→ **Exercises**
**A.** Decide whether each statement agrees with the post about trauma and the mental filter: (i) The writer ties the five-year phase to Freud. (ii) The writer learned the term "cadence" from Dr. Phil. (iii) The quoted line from Harlan Ellison says that some people walk through the fire unscathed. For each, answer yes or no and quote the words from the post that decide it.
**B.** Write out the post about trauma and the mental filter from "So whether it’s" to "rendered allegorically askew.", substituting "lens" for "filter".
**C.** Resume the post about trauma and the mental filter after its final line.

At some point, whether it’s the five-year phase Freud stipulated, or some time in the future (far or near), some kind of damage is done to that filter. If it’s a minor trauma, minor damage, ergo a minor religious bent, or just neurosis (or both). Again, as in all things, there are nuances. The higher the scale of trauma, the wider the gap of disassociation – from schizophrenia to DID (those two get associated with one another, how ironic, ey?) all the way up to psychopathy. All contingent on the damage done to that filter. And hey, to quote Harlan Ellison: “None of us walk through the fire unscathed.”
So whether it’s a result of childhood abuse, self-abuse (drugs, escapism), pain visited upon us from the external world (the small or large accident, violent interaction, etc.), somewhere, somehow, the filter gets bent out of true. Our internal dialogue is thrown off its cadence (that term, by the way, I learned from the charlatan Carlos Castaneda, long before that quack Dr. Phil started using it, back in the late 70’s – early 80’s), the vocabulary becomes more abstract, and context is rendered allegorically askew.
So that’s my theory in a nutshell. You hear a voice in your head?It’s just you, don’t worry about it.
Till the next post, then.

Stored data entries

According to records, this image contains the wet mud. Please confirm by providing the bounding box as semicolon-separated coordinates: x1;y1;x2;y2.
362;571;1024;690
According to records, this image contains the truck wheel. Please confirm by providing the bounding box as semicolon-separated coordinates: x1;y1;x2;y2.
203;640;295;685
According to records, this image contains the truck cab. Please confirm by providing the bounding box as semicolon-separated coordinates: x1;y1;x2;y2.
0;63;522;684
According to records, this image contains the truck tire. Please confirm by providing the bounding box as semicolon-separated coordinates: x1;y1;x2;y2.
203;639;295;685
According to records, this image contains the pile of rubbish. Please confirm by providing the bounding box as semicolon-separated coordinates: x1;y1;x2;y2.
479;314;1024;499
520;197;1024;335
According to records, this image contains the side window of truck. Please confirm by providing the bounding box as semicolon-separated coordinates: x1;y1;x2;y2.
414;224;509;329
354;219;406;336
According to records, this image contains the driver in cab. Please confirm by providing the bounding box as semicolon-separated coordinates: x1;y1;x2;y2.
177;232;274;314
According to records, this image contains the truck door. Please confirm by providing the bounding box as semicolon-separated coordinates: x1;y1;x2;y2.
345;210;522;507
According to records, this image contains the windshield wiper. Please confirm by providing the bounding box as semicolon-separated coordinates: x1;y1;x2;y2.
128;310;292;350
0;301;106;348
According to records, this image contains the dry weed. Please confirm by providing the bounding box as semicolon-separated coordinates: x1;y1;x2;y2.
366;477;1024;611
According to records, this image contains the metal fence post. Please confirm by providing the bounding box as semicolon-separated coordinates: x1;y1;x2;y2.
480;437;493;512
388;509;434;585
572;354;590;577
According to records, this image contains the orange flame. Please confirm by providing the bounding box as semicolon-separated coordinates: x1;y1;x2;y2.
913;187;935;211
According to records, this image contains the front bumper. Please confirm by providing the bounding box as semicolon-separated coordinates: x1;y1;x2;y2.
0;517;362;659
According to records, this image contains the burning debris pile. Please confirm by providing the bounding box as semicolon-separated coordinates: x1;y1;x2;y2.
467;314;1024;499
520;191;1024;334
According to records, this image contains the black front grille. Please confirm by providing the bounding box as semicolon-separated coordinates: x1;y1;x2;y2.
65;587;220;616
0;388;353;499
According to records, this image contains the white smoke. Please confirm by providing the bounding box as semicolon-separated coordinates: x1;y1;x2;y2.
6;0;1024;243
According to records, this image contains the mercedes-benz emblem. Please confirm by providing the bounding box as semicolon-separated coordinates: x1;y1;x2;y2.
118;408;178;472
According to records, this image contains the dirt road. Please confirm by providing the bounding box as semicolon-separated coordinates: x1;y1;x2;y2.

→ **Per-task answers**
**A.**
(i) Yes: "whether it’s the five-year phase Freud stipulated"
(ii) No: "that term, by the way, I learned from the charlatan Carlos Castaneda, long before that quack Dr. Phil started using it"
(iii) No: "None of us walk through the fire unscathed."

**B.**
So whether it’s a result of childhood abuse, self-abuse (drugs, escapism), pain visited upon us from the external world (the small or large accident, violent interaction, etc.), somewhere, somehow, the lens gets bent out of true. Our internal dialogue is thrown off its cadence (that term, by the way, I learned from the charlatan Carlos Castaneda, long before that quack Dr. Phil started using it, back in the late 70’s – early 80’s), the vocabulary becomes more abstract, and context is rendered allegorically askew.

**C.**
9 comments:
I was trying to read your post but the voice in my head keeps interrupting my train of thought.
I'll try another time, when the voice is asleep.
BEAJ:
I was trying to read your post but the voice in my head keeps interrupting my train of thought
ROTFLMAO!
A touch, a veritable sting, forsooth!
Thanks, that brightened my evening quite a bit.
off topic...I hope you don't mind but I have "tagged" you to participate in the meme of "What Have You Been Reading?" I was tagged by someone else and it's kind of interesting to see what people we know in the blogosphere have been reading.
Stardust:
Wow, tag, I'm it? I'll give it a go, thanks doll.
Sometimes, my voices drive me crazy; other times, they are my saving grace. ;)
karen:
Hey, darlin', where you been? Missed havin' you about.
If I may be so bold - how many? You don't have to answer, if you don't want to.
Love ya doll, do come by more often.
KA
You hit the nail on the head with this statement! "It’s no secret to any of us that we are indeed a pack animal. So much so, that the worst punishment in prison is ‘solitary’ – complete isolation from the pack."
That is why I get dogs! I knew the minute I picked up a set of clippers (when I was 10) that the reason humans connect so well with dogs is because WE are both social pack animals.
And that was a little voice in my head that told me that. ;)
SNTC:
I knew the minute I picked up a set of clippers (when I was 10) that the reason humans connect so well with dogs is because WE are both social pack animals.
That's about the only similarity we share.
Oh, that, & most men & dogs share some attributes. Like running away, causing ruckuses, screwing everything that moves, etc.
Ka said:"That's about the only similarity we share.
Oh, that, & most men & dogs share some attributes. Like running away, causing ruckuses, screwing everything that moves, etc."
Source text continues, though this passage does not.